**Directions for this task**
The records are to be copied word for word, and the pictures dropped.

**Information**
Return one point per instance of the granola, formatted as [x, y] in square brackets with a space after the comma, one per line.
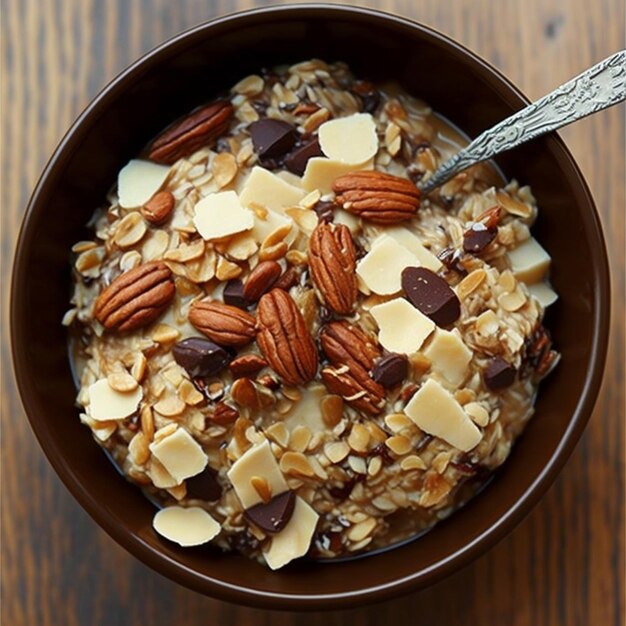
[289, 348]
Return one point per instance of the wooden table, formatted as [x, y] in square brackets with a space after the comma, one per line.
[562, 566]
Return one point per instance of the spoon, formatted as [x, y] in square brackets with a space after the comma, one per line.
[597, 88]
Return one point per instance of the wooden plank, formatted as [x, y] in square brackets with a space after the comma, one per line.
[562, 566]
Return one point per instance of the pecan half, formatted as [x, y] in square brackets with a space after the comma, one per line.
[247, 365]
[343, 342]
[332, 260]
[136, 297]
[226, 325]
[378, 197]
[352, 355]
[284, 338]
[194, 131]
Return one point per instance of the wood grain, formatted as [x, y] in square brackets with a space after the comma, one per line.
[564, 565]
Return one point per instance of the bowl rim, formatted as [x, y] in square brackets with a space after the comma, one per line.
[220, 589]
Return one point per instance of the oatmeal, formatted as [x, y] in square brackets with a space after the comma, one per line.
[289, 348]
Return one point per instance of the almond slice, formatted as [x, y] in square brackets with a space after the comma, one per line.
[106, 403]
[320, 173]
[268, 190]
[186, 526]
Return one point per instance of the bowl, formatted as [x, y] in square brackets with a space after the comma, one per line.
[191, 69]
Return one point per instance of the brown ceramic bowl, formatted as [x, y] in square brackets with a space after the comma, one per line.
[191, 69]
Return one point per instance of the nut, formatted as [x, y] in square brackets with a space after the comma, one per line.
[289, 279]
[378, 197]
[332, 260]
[262, 277]
[342, 342]
[225, 324]
[244, 393]
[284, 338]
[158, 209]
[247, 365]
[194, 131]
[135, 298]
[352, 355]
[130, 230]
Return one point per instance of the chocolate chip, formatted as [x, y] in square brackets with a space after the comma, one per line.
[297, 159]
[204, 486]
[233, 294]
[272, 138]
[370, 97]
[499, 374]
[272, 516]
[325, 210]
[200, 357]
[431, 295]
[478, 237]
[390, 370]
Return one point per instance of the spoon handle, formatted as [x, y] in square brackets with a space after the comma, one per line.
[597, 88]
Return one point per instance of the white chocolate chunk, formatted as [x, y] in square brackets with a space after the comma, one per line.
[257, 461]
[320, 173]
[221, 214]
[407, 239]
[105, 403]
[294, 540]
[381, 268]
[544, 294]
[138, 181]
[180, 454]
[268, 190]
[437, 413]
[401, 327]
[350, 139]
[186, 526]
[529, 261]
[449, 355]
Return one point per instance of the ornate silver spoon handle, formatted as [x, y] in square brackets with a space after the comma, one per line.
[599, 87]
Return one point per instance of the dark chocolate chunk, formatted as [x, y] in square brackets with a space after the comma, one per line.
[478, 237]
[200, 357]
[204, 486]
[273, 516]
[431, 295]
[272, 138]
[325, 210]
[499, 374]
[390, 370]
[297, 159]
[233, 294]
[370, 96]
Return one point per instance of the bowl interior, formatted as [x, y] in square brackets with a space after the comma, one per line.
[193, 69]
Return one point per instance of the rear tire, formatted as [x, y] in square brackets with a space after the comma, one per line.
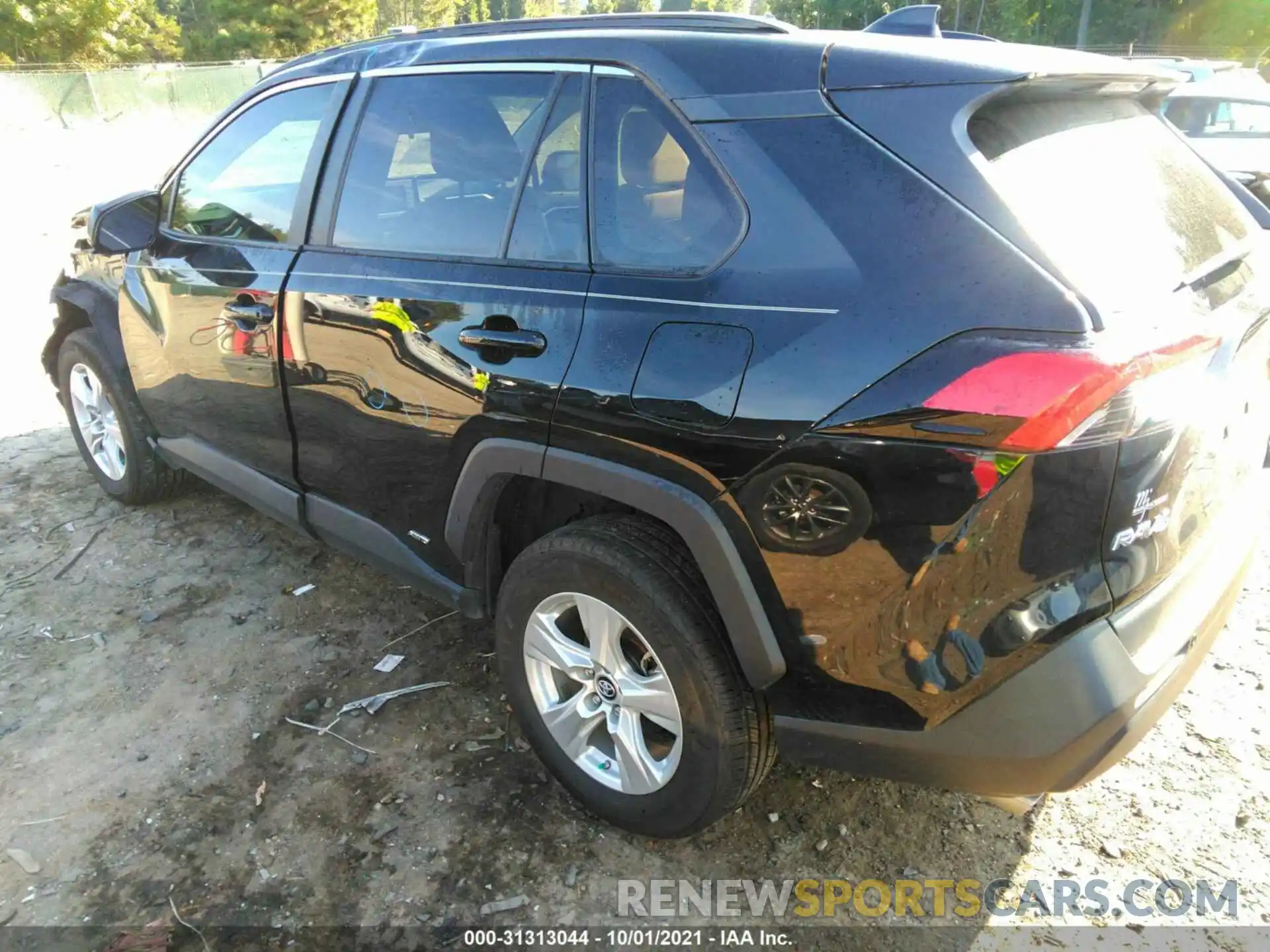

**Answer to the exercise**
Return one point per instance of the granola, formatted as [x, y] in square brackets with a space after the comma, one per line.
[289, 348]
Return one point per instance of the wooden table, formatted as [x, y] in square brackets with a space after the comma, one per line.
[562, 566]
Return one point per instance of the spoon, formatted as [x, y] in square brackets with a space after the comma, one per line.
[597, 88]
Return one point per instance of the wooden plank, formatted as [x, y] in square brackets with a space after the comma, one per line.
[562, 566]
Return one point per instance of the pecan half, formatted as [x, y] in square brackets with a space after the comma, one per line.
[247, 365]
[343, 342]
[332, 260]
[136, 297]
[226, 325]
[378, 197]
[352, 355]
[284, 338]
[194, 131]
Return one point per instance of the wood grain, formatted as [x, y] in square brackets with a space after the comma, one per line.
[564, 565]
Return one point per instance of the bowl rim, formatted as [x, y] in square brackets with a space after the comma, one per line.
[220, 589]
Return one point per instance of the oatmeal, formatted as [x, y] in square brackets with a space after the comma, one per line.
[289, 348]
Return one point per instance of the almond slice, formatted as [x, y] in square brackets with a space after the comma, one per line.
[106, 403]
[320, 173]
[268, 190]
[186, 526]
Return one point per instance of the bowl, formatted as [x, y] in square brackets with a space after the comma, one per line.
[191, 69]
Return one point per instance of the brown ceramic bowl, formatted as [x, y] in square brackets with a space after the comma, one per line.
[191, 69]
Return one point per instance of the nut, formatted as [x, y] in square brackets with a space after the comma, one per line.
[289, 279]
[378, 197]
[332, 260]
[262, 277]
[342, 342]
[225, 324]
[244, 393]
[284, 338]
[158, 209]
[247, 365]
[194, 131]
[135, 298]
[352, 355]
[130, 230]
Return one point per instance of the chocolate chip, formatted as [x, y] in square brackets with a space after the comma, one per line.
[297, 159]
[204, 486]
[233, 294]
[272, 138]
[370, 97]
[499, 374]
[272, 516]
[325, 210]
[200, 357]
[431, 295]
[478, 237]
[390, 370]
Return one point per instance of the spoon handle, formatted as [x, y] in square brackets with a space after the comma, one per line.
[597, 88]
Return one point per instance of the white chocolate chunk, formatted as [x, y] in square brackets with a space after the comma, one per line.
[257, 461]
[320, 173]
[221, 214]
[407, 239]
[105, 403]
[294, 540]
[381, 268]
[544, 294]
[138, 181]
[180, 454]
[268, 190]
[437, 413]
[401, 327]
[350, 139]
[186, 526]
[529, 261]
[449, 355]
Return one point per instance of the ornate silver spoon handle, formatted as [x, y] in square brackets with a space after the comma, one per line.
[599, 87]
Return one point per instance of the dark chocolate chunk, formatted as [x, y] in square brackets with a space after the comma, one per line.
[478, 237]
[200, 357]
[204, 486]
[273, 516]
[431, 295]
[272, 138]
[325, 210]
[499, 374]
[390, 370]
[297, 159]
[233, 294]
[370, 96]
Return one point per instance of the bowl interior, formatted as [x, y] in square brackets with a space after the comma, one per line.
[193, 69]
Return one point per instance of the rear tire, formatted as [x, y] in square brackets with a space after the comma, one per line.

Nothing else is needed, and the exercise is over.